Once the National Council for Human Resources in Health "comes into being, it will take care of everything", Azad said while responding to a calling attention motion in the Rajya Sabha on irregularities in the functioning of the MCI in giving approval to medical colleges.
Noting that the government "was required to take the state governments on board" he said the draft bill on creating the council had been circulated to the states and union territories, 13 of whom had responded.
"We are reminding the others and will go ahead once their responses are received," he said.
Azad said the need for the council was felt after a parliamentary standing committee had shot down key elements of a law that the government wanted to bring in 2005 to tighten the functioning of the MCI by amending the existing act of 1956.
"We wanted that there be not more than two terms for the (MCI's) president and vice president. The standing committee said this was unconstitutional. The power of the government to dissolve the MCI was not accepted.
"The power to remove the president, the vice president and the members of the executive council was not accepted. The power to issue directives to the MCI was also not accepted," Azad pointed out.

Actions to take:
1. According to the passage on the Medical Council of India, how many states and union territories had responded to the circulated draft bill?
2. Reproduce the stretch from "Noting that the" through "whom had responded." in the passage on the Medical Council of India.
3. Go on with the passage on the Medical Council of India, starting after its final sentence.

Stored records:

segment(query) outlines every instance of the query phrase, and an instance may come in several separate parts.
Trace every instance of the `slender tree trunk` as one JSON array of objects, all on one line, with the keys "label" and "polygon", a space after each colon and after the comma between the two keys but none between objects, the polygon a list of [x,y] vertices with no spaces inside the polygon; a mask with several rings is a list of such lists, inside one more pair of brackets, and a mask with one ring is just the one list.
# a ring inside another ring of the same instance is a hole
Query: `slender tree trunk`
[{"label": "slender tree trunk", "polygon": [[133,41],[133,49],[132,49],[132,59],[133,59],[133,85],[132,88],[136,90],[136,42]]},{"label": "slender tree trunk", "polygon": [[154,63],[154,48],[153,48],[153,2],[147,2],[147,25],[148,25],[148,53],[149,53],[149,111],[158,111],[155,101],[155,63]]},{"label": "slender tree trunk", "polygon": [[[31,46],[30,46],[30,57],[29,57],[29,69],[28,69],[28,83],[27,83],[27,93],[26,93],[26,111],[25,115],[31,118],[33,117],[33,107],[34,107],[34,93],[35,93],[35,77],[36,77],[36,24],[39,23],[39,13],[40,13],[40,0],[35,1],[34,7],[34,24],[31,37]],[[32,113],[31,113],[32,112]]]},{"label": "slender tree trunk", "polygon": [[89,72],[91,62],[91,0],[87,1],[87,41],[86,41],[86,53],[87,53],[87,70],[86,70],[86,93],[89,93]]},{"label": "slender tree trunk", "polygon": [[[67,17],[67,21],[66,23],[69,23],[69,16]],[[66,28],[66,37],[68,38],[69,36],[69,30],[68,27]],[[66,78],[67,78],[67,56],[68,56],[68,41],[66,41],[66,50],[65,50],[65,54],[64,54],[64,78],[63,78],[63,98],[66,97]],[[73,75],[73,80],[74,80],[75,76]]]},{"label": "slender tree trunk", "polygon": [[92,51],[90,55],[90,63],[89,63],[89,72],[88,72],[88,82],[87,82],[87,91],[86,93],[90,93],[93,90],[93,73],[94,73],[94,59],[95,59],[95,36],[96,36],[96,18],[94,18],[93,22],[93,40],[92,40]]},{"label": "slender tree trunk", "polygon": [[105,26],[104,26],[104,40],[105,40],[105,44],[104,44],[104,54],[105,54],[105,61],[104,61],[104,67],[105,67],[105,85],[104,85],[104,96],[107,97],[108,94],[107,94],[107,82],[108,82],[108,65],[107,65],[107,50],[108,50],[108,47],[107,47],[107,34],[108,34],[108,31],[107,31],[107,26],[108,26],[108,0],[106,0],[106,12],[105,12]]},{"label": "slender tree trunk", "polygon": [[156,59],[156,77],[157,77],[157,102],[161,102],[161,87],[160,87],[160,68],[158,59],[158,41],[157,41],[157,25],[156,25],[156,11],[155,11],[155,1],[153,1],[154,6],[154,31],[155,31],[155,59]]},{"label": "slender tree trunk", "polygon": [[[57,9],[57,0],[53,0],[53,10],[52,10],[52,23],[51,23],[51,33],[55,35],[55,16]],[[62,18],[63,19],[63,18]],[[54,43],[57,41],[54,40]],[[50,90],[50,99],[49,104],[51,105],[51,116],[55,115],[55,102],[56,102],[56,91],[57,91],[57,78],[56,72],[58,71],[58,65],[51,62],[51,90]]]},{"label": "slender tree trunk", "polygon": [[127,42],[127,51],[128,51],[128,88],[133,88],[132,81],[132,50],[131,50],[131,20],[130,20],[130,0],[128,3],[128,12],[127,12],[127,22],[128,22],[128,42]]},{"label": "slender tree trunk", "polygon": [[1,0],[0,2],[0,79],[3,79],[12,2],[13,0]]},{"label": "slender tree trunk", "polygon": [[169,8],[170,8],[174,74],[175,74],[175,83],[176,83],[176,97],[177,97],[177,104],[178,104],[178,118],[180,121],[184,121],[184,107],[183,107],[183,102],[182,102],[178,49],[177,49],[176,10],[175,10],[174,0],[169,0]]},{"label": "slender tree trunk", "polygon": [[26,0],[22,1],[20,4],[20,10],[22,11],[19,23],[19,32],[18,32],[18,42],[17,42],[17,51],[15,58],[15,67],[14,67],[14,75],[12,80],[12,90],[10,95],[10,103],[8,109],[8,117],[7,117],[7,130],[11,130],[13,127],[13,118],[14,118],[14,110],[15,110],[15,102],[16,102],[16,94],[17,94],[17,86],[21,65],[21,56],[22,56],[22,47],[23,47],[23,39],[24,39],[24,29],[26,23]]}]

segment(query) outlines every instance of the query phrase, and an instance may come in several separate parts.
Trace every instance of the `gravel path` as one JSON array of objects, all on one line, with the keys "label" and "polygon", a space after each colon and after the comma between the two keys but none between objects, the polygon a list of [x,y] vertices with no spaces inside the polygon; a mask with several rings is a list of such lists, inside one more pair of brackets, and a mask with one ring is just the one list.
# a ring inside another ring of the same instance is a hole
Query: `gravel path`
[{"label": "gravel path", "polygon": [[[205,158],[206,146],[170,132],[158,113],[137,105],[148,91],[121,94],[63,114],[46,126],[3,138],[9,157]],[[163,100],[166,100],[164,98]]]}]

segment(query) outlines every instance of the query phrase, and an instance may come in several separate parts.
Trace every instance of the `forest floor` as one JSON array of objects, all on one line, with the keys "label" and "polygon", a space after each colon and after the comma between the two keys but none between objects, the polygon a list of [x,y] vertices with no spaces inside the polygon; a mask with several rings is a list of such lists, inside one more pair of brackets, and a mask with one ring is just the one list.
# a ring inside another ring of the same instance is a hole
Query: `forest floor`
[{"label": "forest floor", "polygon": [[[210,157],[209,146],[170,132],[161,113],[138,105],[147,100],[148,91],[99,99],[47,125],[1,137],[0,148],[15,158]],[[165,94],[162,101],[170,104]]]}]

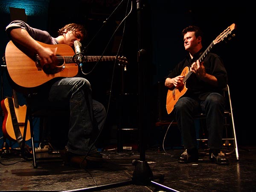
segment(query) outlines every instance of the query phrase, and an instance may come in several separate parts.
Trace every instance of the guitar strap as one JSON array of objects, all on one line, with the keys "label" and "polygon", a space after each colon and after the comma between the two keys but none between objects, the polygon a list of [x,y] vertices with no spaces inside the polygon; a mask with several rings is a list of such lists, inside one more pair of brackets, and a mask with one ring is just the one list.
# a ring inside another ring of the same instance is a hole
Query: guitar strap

Answers for the tasks:
1. Thirteen.

2.
Noting that the government "was required to take the state governments on board" he said the draft bill on creating the council had been circulated to the states and union territories, 13 of whom had responded.

3.
Earlier, in a statement made in the house, Azad said medical education in the country needed to be reformed to enable the MCI to function in a "fair and objective manner".
"Our first and immediate concern should be to restore the credibility of the MCI and to enable (it) to function in a fair and objective manner and also to restore the confidence of those involved in medical education in the country," he said.
"The government is examining several possible avenues to achieve these objectives taking into account both the present legal status as well as those essential elements of reform that would be necessary," he added.
The MCI has been in the eye of a storm ever since its president, Ketan Desai, was arrested on charges of accepting a bribe of Rs 2 crore for granting recognition to a private medical college in Punjab.
A court here Monday dismissed Desai's bail plea.